(Items from a data source)
━━━━━━━━━━
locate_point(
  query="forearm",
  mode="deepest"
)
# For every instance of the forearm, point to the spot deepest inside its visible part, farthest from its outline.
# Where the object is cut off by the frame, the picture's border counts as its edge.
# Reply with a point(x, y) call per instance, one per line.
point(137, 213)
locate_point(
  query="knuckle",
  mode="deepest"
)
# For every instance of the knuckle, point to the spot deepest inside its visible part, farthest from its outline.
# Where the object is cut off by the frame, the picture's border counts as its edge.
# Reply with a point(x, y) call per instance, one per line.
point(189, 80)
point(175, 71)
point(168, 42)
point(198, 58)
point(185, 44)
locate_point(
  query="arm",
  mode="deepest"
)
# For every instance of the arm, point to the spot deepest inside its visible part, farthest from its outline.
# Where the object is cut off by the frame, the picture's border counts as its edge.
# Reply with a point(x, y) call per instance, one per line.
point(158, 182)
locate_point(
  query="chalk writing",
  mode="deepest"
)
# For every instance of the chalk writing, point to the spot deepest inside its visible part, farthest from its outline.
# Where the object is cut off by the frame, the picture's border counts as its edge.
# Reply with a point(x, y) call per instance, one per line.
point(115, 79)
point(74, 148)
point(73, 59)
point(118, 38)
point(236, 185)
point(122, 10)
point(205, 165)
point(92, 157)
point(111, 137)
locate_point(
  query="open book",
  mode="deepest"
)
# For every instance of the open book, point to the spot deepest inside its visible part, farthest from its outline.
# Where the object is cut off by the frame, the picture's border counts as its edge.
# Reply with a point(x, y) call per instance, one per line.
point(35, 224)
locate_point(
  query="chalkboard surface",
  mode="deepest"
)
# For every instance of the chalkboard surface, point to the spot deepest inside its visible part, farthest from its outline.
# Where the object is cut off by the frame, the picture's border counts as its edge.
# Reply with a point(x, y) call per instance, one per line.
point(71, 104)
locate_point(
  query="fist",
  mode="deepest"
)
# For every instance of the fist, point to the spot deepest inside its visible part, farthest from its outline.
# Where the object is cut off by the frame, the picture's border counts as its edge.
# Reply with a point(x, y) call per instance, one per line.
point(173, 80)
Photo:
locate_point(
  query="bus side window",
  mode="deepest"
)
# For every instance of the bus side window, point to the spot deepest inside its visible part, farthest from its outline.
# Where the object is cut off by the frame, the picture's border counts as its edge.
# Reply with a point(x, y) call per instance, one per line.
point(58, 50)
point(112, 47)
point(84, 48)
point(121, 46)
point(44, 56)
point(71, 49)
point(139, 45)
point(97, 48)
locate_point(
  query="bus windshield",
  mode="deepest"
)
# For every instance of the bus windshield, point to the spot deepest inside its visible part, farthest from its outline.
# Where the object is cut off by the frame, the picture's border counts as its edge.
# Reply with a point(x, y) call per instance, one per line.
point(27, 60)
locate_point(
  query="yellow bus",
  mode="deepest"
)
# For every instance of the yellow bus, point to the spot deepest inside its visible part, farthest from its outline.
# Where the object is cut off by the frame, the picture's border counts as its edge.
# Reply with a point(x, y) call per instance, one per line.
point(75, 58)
━━━━━━━━━━
# [ACTION ITEM]
From the records above, give again exactly the lines running from the line with "# For every instance of the forearm, point" to the line with "# For every instance of the chalkboard", inclusive.

# [ANSWER AREA]
# For every instance of the forearm, point to the spot deepest inside its visible part, farthest from its outline.
# Where the object is cut off by the frame, the picture's border counts as its edge.
# Reply with a point(x, y) call per instance, one per line.
point(137, 213)
locate_point(
  query="knuckle",
  mode="deepest"
)
# For every instance of the knuckle, point to the spot deepest inside its visible part, farthest from its outline.
# Where the object is cut off by the frame, the picture's border counts as its edge.
# Reply with a point(x, y) call per instance, one per line.
point(189, 80)
point(175, 71)
point(168, 42)
point(198, 58)
point(185, 44)
locate_point(
  query="arm",
  mode="deepest"
)
# For every instance of the arm, point to the spot deepest inside its visible part, farthest from its outline.
# Where the object is cut off by the frame, the picture's border counts as its edge.
# Reply with a point(x, y) call per instance, one per line.
point(158, 182)
locate_point(
  query="chalk writing",
  mode="deepest"
)
# For every instance of the chalk writing, point to the spot deepest inside its visible part, farthest from its outline.
# Where the object is cut off by the frame, the picture's border counts as its edge.
# Reply with a point(x, y) call per instance, one per line.
point(115, 79)
point(74, 148)
point(73, 59)
point(118, 38)
point(236, 185)
point(122, 10)
point(205, 165)
point(92, 157)
point(111, 137)
locate_point(
  query="open book",
  mode="deepest"
)
# For every instance of the open book, point to the spot deepest inside its visible part, farthest from its outline.
# Where the object is cut off by the frame, the picture's border counts as its edge.
# Reply with a point(x, y) call per instance, one per line.
point(35, 224)
locate_point(
  query="chalkboard surface",
  mode="deepest"
)
# For every instance of the chalkboard surface, point to the spot deepest inside its visible part, farthest from its outline.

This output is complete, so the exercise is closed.